▸ **WORK TO BE COMPLETED**
How many of the lines below contain the string "strap", matching case exactly? Reply with the number only.

───── RAW RECORDS ─────

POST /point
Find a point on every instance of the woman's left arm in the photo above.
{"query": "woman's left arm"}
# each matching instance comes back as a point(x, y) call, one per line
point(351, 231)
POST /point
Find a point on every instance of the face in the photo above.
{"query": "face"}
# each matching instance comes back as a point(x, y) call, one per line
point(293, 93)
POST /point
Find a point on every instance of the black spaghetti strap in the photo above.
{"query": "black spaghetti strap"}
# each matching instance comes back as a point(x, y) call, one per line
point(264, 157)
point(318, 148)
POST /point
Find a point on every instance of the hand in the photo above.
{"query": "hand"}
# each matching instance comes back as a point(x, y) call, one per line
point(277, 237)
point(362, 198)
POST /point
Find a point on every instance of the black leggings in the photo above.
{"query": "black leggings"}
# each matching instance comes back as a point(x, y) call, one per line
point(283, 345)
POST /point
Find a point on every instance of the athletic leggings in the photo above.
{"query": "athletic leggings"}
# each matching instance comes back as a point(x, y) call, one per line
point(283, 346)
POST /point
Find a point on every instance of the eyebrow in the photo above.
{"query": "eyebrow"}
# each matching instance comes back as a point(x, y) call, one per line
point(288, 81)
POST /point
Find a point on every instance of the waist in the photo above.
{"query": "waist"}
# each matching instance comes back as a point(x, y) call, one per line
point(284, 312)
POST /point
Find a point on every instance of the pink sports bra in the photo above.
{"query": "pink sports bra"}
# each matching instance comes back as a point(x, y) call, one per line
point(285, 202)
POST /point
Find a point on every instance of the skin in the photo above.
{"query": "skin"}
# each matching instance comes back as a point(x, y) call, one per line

─────

▸ **PROBLEM SOLUTION**
2